AUFGABENSTELLUNG
1) Gib den Abschnitt des Auszugs zwischen „Die Verbeamtung ist“ und „Sturm an Anträgen.“, beide einschließlich, wörtlich wieder.
2) Entscheide für jede Aussage, ob sie mit dem Auszug übereinstimmt: (a) Die Altersgrenze für die Verbeamtung soll von 47 auf 42 Jahre gesenkt werden. (b) Sachsens Lehrerschaft ist im Bundesvergleich eher jung. (c) Von den unter 42-jährigen Lehrern in Sachsen gehen nur wenige Anträge ein. Antworte jeweils mit Ja oder Nein und zitiere die ausschlaggebenden Worte aus dem Auszug wörtlich.

::: AUSZUG

Die Verbeamtung ist ein scharfes Schwert, voller Willkür geführt. Sie trennt und kategorisiert in verbeamtungsfähig und nicht verbeamtungsfähig. Die Altersgrenze soll von bisher 47 Jahren auf 42 Jahre verschoben werden. Das

Argument: Ein Beamter lohne sich nur, wenn er dem Staat durchschnittlich 20 Jahre zur Verfügung steht. Nach meiner Rechnung wäre dies auch noch bei einer Altersgrenze von 47 Jahren gewährleistet. Aber sei es drum. Auch bei der Beibehaltung der bisherigen Altersgrenze könnten nur wenige Lehrerinnen und Lehrer mehr verbeamtet werden, denn Sachsens Lehrerschaft ist im Bundesvergleich deutlich überaltert. Dass das Beamtentum bei den sächsischen Lehrern, zumindest bei den unter 42Jährigen, gut ankommt, verdeutlicht ein wahrer Sturm an Anträgen.

::::::
::: BEREITGESTELLTE EINTRÄGE

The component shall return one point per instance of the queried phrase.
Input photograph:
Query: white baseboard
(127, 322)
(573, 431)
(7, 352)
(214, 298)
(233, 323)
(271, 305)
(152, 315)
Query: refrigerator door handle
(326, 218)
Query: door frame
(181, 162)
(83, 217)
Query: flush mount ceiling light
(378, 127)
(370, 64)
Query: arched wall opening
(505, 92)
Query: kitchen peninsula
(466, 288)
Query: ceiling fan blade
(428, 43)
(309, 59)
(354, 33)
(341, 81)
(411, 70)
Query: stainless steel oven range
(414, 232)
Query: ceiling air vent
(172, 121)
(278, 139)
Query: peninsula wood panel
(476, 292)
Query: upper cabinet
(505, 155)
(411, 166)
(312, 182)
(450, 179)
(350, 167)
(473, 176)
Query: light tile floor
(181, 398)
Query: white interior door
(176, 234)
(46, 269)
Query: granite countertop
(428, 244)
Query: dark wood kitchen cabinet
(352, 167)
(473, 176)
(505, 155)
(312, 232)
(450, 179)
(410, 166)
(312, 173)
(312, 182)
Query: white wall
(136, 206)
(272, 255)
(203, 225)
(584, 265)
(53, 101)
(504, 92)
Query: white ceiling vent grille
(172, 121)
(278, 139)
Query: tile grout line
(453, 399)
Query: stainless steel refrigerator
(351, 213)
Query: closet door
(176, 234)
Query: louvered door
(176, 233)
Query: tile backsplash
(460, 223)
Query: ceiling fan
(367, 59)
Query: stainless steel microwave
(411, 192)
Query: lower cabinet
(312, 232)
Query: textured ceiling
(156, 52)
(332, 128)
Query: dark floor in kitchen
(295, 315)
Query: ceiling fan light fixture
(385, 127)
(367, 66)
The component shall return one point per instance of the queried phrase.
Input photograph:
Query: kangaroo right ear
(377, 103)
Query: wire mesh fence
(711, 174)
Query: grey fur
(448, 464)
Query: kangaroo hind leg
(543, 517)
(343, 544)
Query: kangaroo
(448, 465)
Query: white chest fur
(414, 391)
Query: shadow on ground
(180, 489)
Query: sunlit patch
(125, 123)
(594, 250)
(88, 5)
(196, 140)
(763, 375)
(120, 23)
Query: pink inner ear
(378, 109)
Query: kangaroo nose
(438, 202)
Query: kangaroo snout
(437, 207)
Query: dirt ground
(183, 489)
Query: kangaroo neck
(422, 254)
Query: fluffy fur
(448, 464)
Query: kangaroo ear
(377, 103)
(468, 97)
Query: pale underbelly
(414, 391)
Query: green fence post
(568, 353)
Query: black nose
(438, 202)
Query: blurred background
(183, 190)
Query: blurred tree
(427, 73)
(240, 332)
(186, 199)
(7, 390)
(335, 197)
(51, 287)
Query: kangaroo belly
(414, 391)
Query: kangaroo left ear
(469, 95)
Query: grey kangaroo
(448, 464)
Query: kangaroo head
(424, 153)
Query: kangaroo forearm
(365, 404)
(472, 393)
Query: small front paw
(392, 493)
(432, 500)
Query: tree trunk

::::::

LÖSUNGEN
1)
Die Verbeamtung ist ein scharfes Schwert, voller Willkür geführt. Sie trennt und kategorisiert in verbeamtungsfähig und nicht verbeamtungsfähig. Die Altersgrenze soll von bisher 47 Jahren auf 42 Jahre verschoben werden. Das

Argument: Ein Beamter lohne sich nur, wenn er dem Staat durchschnittlich 20 Jahre zur Verfügung steht. Nach meiner Rechnung wäre dies auch noch bei einer Altersgrenze von 47 Jahren gewährleistet. Aber sei es drum. Auch bei der Beibehaltung der bisherigen Altersgrenze könnten nur wenige Lehrerinnen und Lehrer mehr verbeamtet werden, denn Sachsens Lehrerschaft ist im Bundesvergleich deutlich überaltert. Dass das Beamtentum bei den sächsischen Lehrern, zumindest bei den unter 42Jährigen, gut ankommt, verdeutlicht ein wahrer Sturm an Anträgen.

2)
(a) Ja: „Die Altersgrenze soll von bisher 47 Jahren auf 42 Jahre verschoben werden.“
(b) Nein: „Sachsens Lehrerschaft ist im Bundesvergleich deutlich überaltert.“
(c) Nein: „verdeutlicht ein wahrer Sturm an Anträgen.“